### STATED PROBLEM
Update the stretch from the line that contains "Every instance of the tree" through the line that contains "318), (205, 323)]", changing "tree canopy" to "forest canopy" and keeping everything else unchanged. Return only those lines.
[Start DATA LINES]
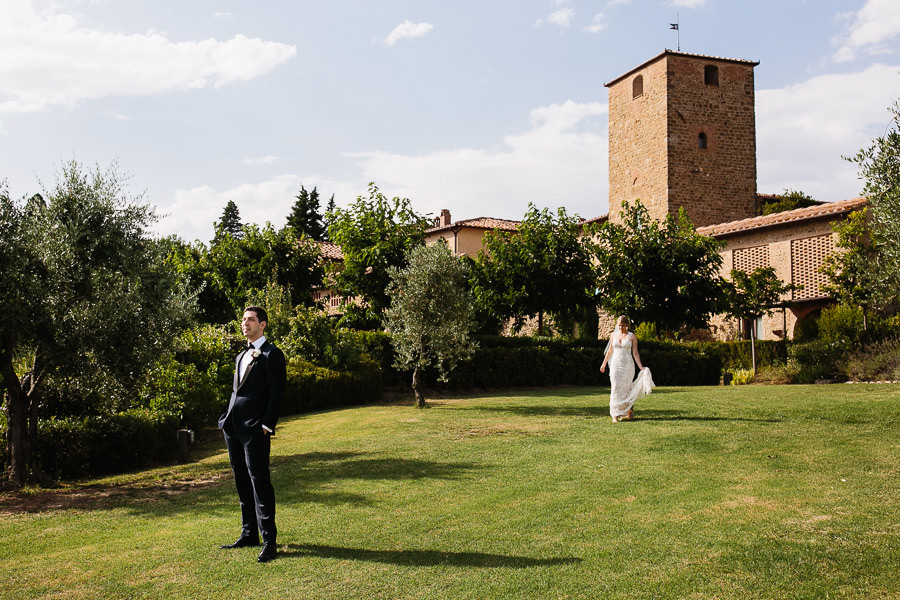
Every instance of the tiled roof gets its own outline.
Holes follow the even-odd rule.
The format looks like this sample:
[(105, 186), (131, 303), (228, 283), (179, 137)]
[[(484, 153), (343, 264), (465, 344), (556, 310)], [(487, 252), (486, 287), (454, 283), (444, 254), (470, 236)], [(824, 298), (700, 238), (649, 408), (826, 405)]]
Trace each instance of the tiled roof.
[(599, 217), (594, 217), (593, 219), (585, 219), (579, 225), (584, 227), (585, 225), (590, 225), (592, 223), (603, 223), (604, 221), (609, 221), (609, 214), (600, 215)]
[(635, 68), (628, 71), (627, 73), (619, 75), (612, 81), (610, 81), (608, 83), (604, 83), (603, 85), (606, 87), (610, 87), (611, 85), (614, 85), (614, 84), (618, 83), (619, 81), (625, 79), (632, 73), (636, 73), (637, 71), (640, 71), (641, 69), (643, 69), (650, 63), (658, 61), (659, 59), (661, 59), (664, 56), (689, 56), (691, 58), (702, 58), (704, 60), (718, 60), (718, 61), (722, 61), (722, 62), (738, 63), (738, 64), (742, 64), (742, 65), (751, 65), (754, 67), (759, 64), (759, 61), (755, 61), (755, 60), (743, 60), (743, 59), (739, 59), (739, 58), (723, 58), (721, 56), (707, 56), (705, 54), (690, 54), (688, 52), (675, 52), (674, 50), (666, 49), (666, 50), (663, 50), (661, 53), (657, 54), (656, 56), (654, 56), (653, 58), (651, 58), (650, 60), (644, 61), (640, 65), (638, 65)]
[(437, 233), (448, 229), (457, 229), (460, 227), (471, 227), (473, 229), (500, 229), (501, 231), (518, 231), (520, 221), (510, 221), (508, 219), (494, 219), (491, 217), (478, 217), (476, 219), (465, 219), (456, 221), (443, 227), (432, 227), (425, 233)]
[(807, 206), (806, 208), (797, 208), (795, 210), (788, 210), (762, 217), (750, 217), (749, 219), (741, 219), (740, 221), (730, 221), (728, 223), (718, 223), (716, 225), (698, 227), (697, 233), (708, 235), (710, 237), (724, 237), (752, 231), (754, 229), (775, 227), (777, 225), (786, 225), (798, 221), (808, 221), (810, 219), (820, 219), (831, 215), (853, 212), (854, 210), (863, 208), (865, 205), (865, 198), (851, 198), (850, 200), (840, 200), (838, 202), (826, 202), (825, 204), (820, 204), (818, 206)]
[(319, 245), (319, 253), (322, 258), (330, 260), (344, 260), (344, 251), (333, 242), (316, 242)]

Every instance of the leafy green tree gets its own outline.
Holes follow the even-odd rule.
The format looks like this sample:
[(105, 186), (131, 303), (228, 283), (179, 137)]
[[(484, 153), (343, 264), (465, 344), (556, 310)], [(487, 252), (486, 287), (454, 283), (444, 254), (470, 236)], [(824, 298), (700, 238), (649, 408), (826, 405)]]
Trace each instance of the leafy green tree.
[(626, 202), (621, 224), (604, 223), (597, 237), (598, 304), (609, 314), (677, 331), (720, 312), (722, 243), (699, 235), (683, 210), (659, 222)]
[(835, 221), (831, 228), (838, 236), (838, 252), (829, 255), (822, 265), (822, 272), (828, 276), (828, 283), (822, 287), (841, 304), (858, 306), (863, 330), (867, 331), (868, 314), (896, 294), (882, 276), (883, 242), (869, 228), (866, 208), (850, 213), (845, 221)]
[[(325, 224), (322, 214), (319, 212), (319, 191), (313, 188), (308, 192), (304, 186), (300, 186), (300, 193), (295, 196), (296, 201), (288, 215), (287, 225), (293, 228), (296, 235), (306, 234), (311, 239), (321, 242), (325, 239)], [(333, 206), (334, 196), (329, 200), (329, 206)]]
[(169, 260), (199, 290), (200, 320), (225, 324), (247, 305), (253, 290), (269, 284), (284, 286), (291, 296), (312, 303), (313, 286), (322, 282), (319, 250), (308, 238), (298, 240), (291, 229), (276, 231), (246, 225), (239, 238), (223, 234), (209, 247), (170, 240)]
[(374, 183), (368, 197), (359, 196), (346, 209), (335, 208), (328, 218), (328, 237), (344, 254), (343, 264), (330, 272), (335, 290), (361, 301), (345, 302), (342, 325), (380, 327), (390, 305), (388, 269), (406, 266), (407, 253), (425, 243), (429, 221), (413, 212), (409, 199), (388, 200)]
[(783, 194), (775, 196), (774, 200), (769, 200), (762, 205), (762, 214), (771, 215), (787, 210), (797, 208), (806, 208), (807, 206), (816, 206), (821, 204), (813, 199), (812, 196), (804, 194), (798, 190), (786, 189)]
[(593, 310), (591, 241), (579, 223), (564, 208), (554, 215), (529, 204), (517, 232), (488, 232), (473, 276), (479, 307), (512, 319), (516, 331), (537, 317), (539, 335), (547, 315), (570, 327)]
[(397, 353), (396, 366), (411, 368), (416, 406), (424, 408), (422, 372), (437, 367), (439, 378), (472, 355), (469, 333), (475, 326), (475, 305), (468, 290), (468, 269), (446, 243), (417, 246), (409, 265), (390, 267), (391, 306), (384, 323)]
[(900, 288), (900, 102), (887, 133), (847, 160), (859, 166), (866, 182), (863, 195), (869, 201), (872, 231), (881, 240), (882, 260), (874, 270), (893, 289)]
[(233, 200), (229, 200), (222, 210), (221, 220), (215, 223), (216, 235), (213, 243), (222, 239), (225, 234), (233, 238), (240, 238), (244, 234), (244, 226), (241, 224), (241, 213), (238, 211), (237, 204)]
[[(772, 314), (782, 296), (796, 289), (793, 284), (782, 283), (774, 267), (759, 267), (752, 273), (734, 269), (731, 271), (731, 281), (726, 284), (728, 300), (725, 314), (736, 319), (756, 321), (764, 314)], [(756, 327), (750, 328), (750, 354), (755, 373)]]
[(0, 193), (0, 264), (14, 283), (0, 286), (12, 482), (40, 479), (35, 444), (48, 381), (90, 388), (109, 377), (137, 395), (147, 366), (187, 323), (193, 298), (152, 236), (156, 220), (115, 164), (87, 172), (66, 163), (52, 190), (25, 203)]

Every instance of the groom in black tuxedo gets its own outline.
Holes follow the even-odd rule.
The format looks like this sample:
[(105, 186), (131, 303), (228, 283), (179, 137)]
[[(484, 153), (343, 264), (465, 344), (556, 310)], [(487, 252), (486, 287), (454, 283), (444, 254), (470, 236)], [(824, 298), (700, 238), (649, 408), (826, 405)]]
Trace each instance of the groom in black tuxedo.
[(248, 346), (235, 360), (231, 400), (219, 418), (241, 501), (242, 524), (237, 541), (222, 548), (258, 546), (262, 534), (259, 562), (272, 560), (277, 552), (269, 451), (286, 380), (284, 353), (263, 335), (268, 321), (266, 311), (258, 306), (244, 310), (241, 331)]

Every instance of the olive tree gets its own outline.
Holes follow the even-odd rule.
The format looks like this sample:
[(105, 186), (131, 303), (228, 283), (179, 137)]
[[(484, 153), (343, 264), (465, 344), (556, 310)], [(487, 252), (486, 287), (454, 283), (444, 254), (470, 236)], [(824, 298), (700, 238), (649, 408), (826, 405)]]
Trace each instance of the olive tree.
[(417, 246), (404, 268), (388, 269), (390, 307), (385, 325), (397, 353), (396, 366), (411, 368), (416, 406), (425, 406), (422, 372), (435, 366), (442, 381), (471, 356), (475, 308), (468, 269), (443, 241)]
[[(0, 190), (0, 374), (8, 475), (39, 479), (40, 398), (48, 380), (112, 378), (139, 387), (194, 309), (150, 227), (154, 209), (126, 191), (115, 163), (72, 160), (24, 202)], [(127, 408), (127, 407), (113, 407)]]
[[(774, 267), (759, 267), (751, 273), (733, 269), (731, 281), (725, 286), (727, 308), (725, 314), (736, 319), (756, 320), (762, 315), (770, 315), (781, 298), (791, 290), (799, 289), (794, 284), (782, 283), (775, 274)], [(756, 372), (756, 327), (750, 328), (750, 356), (753, 372)]]

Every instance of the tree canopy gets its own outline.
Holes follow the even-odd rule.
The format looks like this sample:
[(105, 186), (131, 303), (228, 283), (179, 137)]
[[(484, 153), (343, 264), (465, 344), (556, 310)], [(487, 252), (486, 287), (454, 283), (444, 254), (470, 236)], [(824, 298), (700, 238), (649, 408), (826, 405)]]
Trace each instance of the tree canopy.
[[(39, 399), (52, 376), (92, 389), (113, 378), (135, 390), (193, 312), (182, 277), (115, 164), (62, 165), (55, 187), (26, 202), (0, 191), (0, 373), (9, 475), (33, 474)], [(46, 200), (45, 200), (46, 198)], [(121, 407), (120, 407), (121, 408)]]
[(884, 240), (869, 227), (868, 215), (864, 208), (850, 213), (845, 221), (832, 223), (838, 252), (827, 256), (822, 265), (828, 276), (823, 289), (841, 304), (862, 309), (863, 329), (868, 329), (868, 314), (897, 293), (883, 276)]
[[(298, 236), (306, 235), (317, 242), (324, 241), (328, 237), (328, 231), (319, 208), (319, 190), (313, 188), (311, 192), (308, 192), (301, 185), (300, 192), (295, 198), (291, 213), (287, 218), (287, 226), (291, 227)], [(329, 200), (329, 206), (334, 206), (333, 195)]]
[[(725, 284), (725, 314), (736, 319), (755, 321), (764, 314), (772, 314), (772, 309), (781, 302), (782, 296), (795, 289), (798, 288), (793, 284), (784, 284), (778, 279), (774, 267), (759, 267), (752, 273), (733, 269), (731, 281)], [(756, 371), (755, 330), (756, 327), (750, 328), (753, 371)]]
[(241, 213), (237, 204), (233, 200), (229, 200), (222, 210), (222, 218), (214, 224), (215, 239), (213, 243), (222, 239), (226, 234), (233, 238), (240, 238), (244, 233), (244, 226), (241, 224)]
[(232, 321), (249, 294), (269, 284), (284, 286), (309, 304), (313, 286), (322, 282), (318, 247), (308, 238), (298, 240), (289, 228), (245, 225), (239, 237), (224, 233), (209, 247), (179, 240), (170, 244), (171, 264), (199, 290), (199, 318), (205, 323)]
[[(388, 200), (374, 183), (346, 209), (328, 213), (329, 239), (344, 254), (330, 277), (344, 296), (342, 323), (358, 328), (380, 327), (390, 305), (388, 269), (407, 265), (407, 253), (425, 243), (429, 220), (417, 215), (408, 198)], [(357, 305), (353, 299), (358, 299)]]
[(468, 269), (441, 240), (416, 246), (404, 268), (388, 269), (391, 305), (385, 327), (397, 354), (396, 366), (413, 369), (416, 405), (425, 405), (422, 371), (435, 366), (446, 381), (456, 364), (471, 356), (469, 333), (475, 325), (474, 302), (468, 290)]
[(677, 331), (720, 312), (722, 244), (699, 235), (684, 210), (658, 222), (640, 201), (625, 202), (621, 224), (604, 223), (597, 238), (598, 304), (608, 313)]
[(520, 330), (537, 317), (544, 334), (545, 316), (569, 328), (594, 310), (591, 241), (581, 221), (564, 208), (556, 214), (529, 204), (518, 231), (490, 231), (478, 253), (474, 292), (479, 307)]

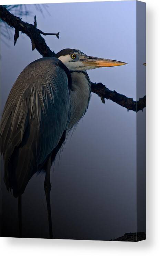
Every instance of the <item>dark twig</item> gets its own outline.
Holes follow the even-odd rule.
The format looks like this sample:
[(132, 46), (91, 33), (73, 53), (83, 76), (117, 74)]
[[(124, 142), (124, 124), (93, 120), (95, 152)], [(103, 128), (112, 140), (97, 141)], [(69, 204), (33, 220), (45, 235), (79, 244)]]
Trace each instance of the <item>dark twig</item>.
[End DATA LINES]
### TASK OUTPUT
Every instance of the forest canopy gets its own outline.
Holes follow the even-odd rule.
The format looks like this sample:
[(105, 186), (131, 303), (228, 283), (179, 137)]
[[(484, 153), (343, 264), (465, 344), (556, 310)], [(487, 252), (486, 287), (454, 283), (444, 254), (470, 236)], [(824, 298), (700, 238), (649, 408), (826, 405)]]
Trace each instance of the forest canopy.
[[(39, 399), (52, 376), (92, 389), (113, 378), (135, 390), (193, 312), (182, 277), (115, 164), (62, 165), (55, 187), (26, 202), (0, 191), (0, 373), (9, 475), (33, 474)], [(46, 200), (45, 200), (46, 198)], [(121, 407), (120, 407), (121, 408)]]
[(884, 240), (869, 227), (868, 215), (864, 208), (850, 213), (845, 221), (832, 223), (838, 252), (827, 256), (822, 265), (828, 276), (823, 289), (841, 304), (862, 309), (863, 329), (868, 329), (868, 314), (897, 293), (883, 276)]
[[(298, 236), (306, 235), (317, 242), (324, 241), (328, 237), (328, 231), (319, 208), (319, 190), (313, 188), (311, 192), (308, 192), (301, 185), (300, 192), (295, 198), (291, 213), (287, 218), (287, 226), (291, 227)], [(329, 200), (329, 206), (334, 206), (333, 195)]]
[[(725, 284), (725, 314), (736, 319), (755, 321), (764, 314), (772, 314), (772, 309), (781, 302), (782, 296), (795, 289), (798, 288), (793, 284), (784, 284), (778, 279), (774, 267), (759, 267), (752, 273), (733, 269), (731, 281)], [(756, 371), (755, 330), (756, 327), (750, 328), (753, 371)]]
[(241, 213), (237, 204), (233, 200), (229, 200), (222, 210), (222, 218), (214, 224), (215, 239), (213, 243), (222, 239), (226, 234), (233, 238), (240, 238), (244, 233), (244, 226), (241, 224)]
[(232, 321), (249, 294), (269, 284), (284, 286), (309, 304), (313, 286), (322, 282), (318, 247), (308, 238), (298, 240), (289, 228), (245, 225), (239, 237), (224, 233), (209, 247), (179, 240), (170, 244), (171, 264), (199, 290), (199, 318), (205, 323)]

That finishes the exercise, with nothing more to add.